_EXERCISE_
Transcribe the records underneath word for word, and leave no line out.

(Referring expression grounding data)
- Opening Delimiter -

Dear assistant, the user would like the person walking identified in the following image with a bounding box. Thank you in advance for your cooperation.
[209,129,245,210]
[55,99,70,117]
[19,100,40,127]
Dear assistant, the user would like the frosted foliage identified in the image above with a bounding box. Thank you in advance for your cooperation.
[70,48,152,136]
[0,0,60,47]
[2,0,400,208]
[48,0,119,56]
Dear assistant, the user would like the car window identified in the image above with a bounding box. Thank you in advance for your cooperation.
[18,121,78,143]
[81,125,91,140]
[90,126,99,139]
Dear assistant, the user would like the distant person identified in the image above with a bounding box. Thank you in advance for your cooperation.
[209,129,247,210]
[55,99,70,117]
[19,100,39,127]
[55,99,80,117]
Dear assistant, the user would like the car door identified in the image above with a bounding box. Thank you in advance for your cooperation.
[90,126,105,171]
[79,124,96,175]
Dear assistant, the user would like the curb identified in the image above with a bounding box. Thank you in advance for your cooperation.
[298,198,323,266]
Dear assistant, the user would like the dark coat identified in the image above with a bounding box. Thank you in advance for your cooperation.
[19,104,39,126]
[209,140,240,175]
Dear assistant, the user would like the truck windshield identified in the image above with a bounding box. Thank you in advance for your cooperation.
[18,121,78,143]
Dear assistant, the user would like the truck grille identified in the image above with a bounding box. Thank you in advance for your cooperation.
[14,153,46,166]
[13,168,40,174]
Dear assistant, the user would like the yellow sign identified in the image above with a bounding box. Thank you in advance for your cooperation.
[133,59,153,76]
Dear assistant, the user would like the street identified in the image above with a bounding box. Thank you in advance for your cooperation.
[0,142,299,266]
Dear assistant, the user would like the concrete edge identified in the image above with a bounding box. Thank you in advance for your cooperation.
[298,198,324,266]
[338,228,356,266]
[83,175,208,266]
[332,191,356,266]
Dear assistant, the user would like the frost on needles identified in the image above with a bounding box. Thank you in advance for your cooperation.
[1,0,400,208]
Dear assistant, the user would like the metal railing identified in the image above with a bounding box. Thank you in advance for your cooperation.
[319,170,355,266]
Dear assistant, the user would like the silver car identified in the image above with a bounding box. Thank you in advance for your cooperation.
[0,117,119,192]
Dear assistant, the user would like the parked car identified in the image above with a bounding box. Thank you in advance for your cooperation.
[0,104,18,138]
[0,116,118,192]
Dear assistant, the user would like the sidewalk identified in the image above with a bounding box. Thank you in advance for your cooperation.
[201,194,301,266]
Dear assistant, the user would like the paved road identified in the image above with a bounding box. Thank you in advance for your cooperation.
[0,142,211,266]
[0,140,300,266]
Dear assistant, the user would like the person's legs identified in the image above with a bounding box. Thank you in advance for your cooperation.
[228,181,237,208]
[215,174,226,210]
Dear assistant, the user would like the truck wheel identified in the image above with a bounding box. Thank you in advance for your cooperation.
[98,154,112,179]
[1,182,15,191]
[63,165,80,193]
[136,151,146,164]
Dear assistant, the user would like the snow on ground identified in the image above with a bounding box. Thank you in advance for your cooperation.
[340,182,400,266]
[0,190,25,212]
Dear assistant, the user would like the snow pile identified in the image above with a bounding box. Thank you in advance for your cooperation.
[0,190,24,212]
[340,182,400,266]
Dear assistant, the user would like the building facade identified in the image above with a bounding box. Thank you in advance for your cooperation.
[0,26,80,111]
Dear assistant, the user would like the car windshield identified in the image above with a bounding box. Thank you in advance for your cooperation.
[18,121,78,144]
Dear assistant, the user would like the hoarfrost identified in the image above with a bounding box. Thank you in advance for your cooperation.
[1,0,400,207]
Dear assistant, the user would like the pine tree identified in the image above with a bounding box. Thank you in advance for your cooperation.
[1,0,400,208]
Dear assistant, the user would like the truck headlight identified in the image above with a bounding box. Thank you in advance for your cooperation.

- Closing Delimiter -

_RESPONSE TO THIS EXERCISE_
Dear assistant, the user would like the person walking identified in the following image with a bounding box. Thank you in advance for your cooperation.
[209,129,245,210]
[55,99,70,117]
[19,100,40,127]
Dear assistant, the user would like the frosted foliage identified in the image above with a bounding box. Thank you in advance for your cooperation.
[70,48,152,136]
[0,0,60,47]
[2,0,400,208]
[48,0,119,56]
Dear assistant, the user would like the car window identified in the image above with a bounding box. Thank you in advance for your cooperation.
[18,121,78,143]
[81,125,91,140]
[90,126,99,139]
Dear assistant, the user would like the distant person identified in the image above with a bounding box. Thank you in advance for your cooperation.
[209,129,247,210]
[55,99,70,117]
[19,100,39,127]
[55,99,80,117]
Dear assistant, the user would like the car door identified in the image above with a bounding box. Thank you in advance for your cooperation.
[90,126,105,171]
[79,124,96,175]
Dear assistant, the user would like the curb identified in the image above with a bounding box. Thank you in advance for your cooperation.
[298,198,323,266]
Dear assistant, the user would like the dark coat identified in the image above with a bounding box. Thank you in advance for your cooperation.
[19,104,39,126]
[209,140,240,175]
Dear assistant, the user would like the truck windshield identified in the image above with a bounding box. Thank you in advance for your cooperation.
[18,121,78,143]
Dear assistant, the user would like the truck grille identified in the image above with a bounding box. Thank you in advance for your cooperation.
[14,153,46,166]
[13,168,40,174]
Dear assistant, the user would like the yellow sign identified in the image above with a bounding box. Thank you in advance for your cooperation.
[133,59,153,76]
Dear assistant, the user would like the street identified in the image above with a bounding box. Thank you in advance for your cooperation.
[0,142,299,266]
Dear assistant, the user would like the concrete edge identified in the image above with a bounding box. Thank you in advance for your cooperation.
[298,198,324,266]
[338,228,356,266]
[83,175,208,266]
[332,191,356,266]
Dear assistant, the user would like the frost on needles identified in the image above with a bounding box. Thank you in advance for your cooperation.
[1,0,400,208]
Dear assistant, the user would like the metal railing identified in the image above with a bounding box. Thank you in advance for your cooperation.
[319,170,355,266]
Dear assistant, the user would like the silver car identified in the image above with a bounding box. Thank you in advance for your cooperation.
[0,117,119,192]
Dear assistant, the user would like the parked car identified in the image above with a bounding box. Thank you in advance for your cooperation.
[0,104,18,138]
[0,116,118,192]
Dear assistant, the user would like the sidewalk identified in the image above with a bounding box. Thank you in advance for your cooperation.
[201,194,301,266]
Dear assistant, the user would like the paved road identified in the image above with a bounding box. Thank you in advance for your cooperation.
[0,142,211,266]
[0,140,300,266]
Dear assistant, the user would like the person's legs identified in the image above with a bounding box. Thank you in advance for your cooperation.
[228,181,237,208]
[215,174,226,210]
Dear assistant, the user would like the truck wheel identified in the image above with a bounding box. Thank you in advance for your cooperation.
[98,154,112,179]
[1,182,15,191]
[63,165,80,193]
[136,151,146,164]
Dear assistant, the user would like the snow on ground identified in the image above with a bounding box. Thank you in advance for your cooperation.
[340,182,400,266]
[0,190,25,212]
Dear assistant, the user would like the snow pile identified in the image above with a bounding box. Thank you in advance for your cooperation.
[0,190,24,212]
[340,182,400,266]
Dear assistant, the user would like the building facade identified in the image above with a bounding box. Thank you in advance for your cooperation.
[0,26,80,111]
Dear assistant, the user would like the car windshield identified in the image above with a bounding box. Thank you in advance for your cooperation.
[18,121,78,144]
Dear assistant, the user would like the hoarfrost identified in the image above with a bounding box. Thank you in advance for your cooperation.
[1,0,400,207]
Dear assistant, the user would like the pine tree identified in the image above with a bounding box. Thank you in advance for your cooperation.
[1,0,400,208]
Dear assistant, the user would like the truck headlight identified in the image above with a bounding box. Thank you in advance for your cooperation.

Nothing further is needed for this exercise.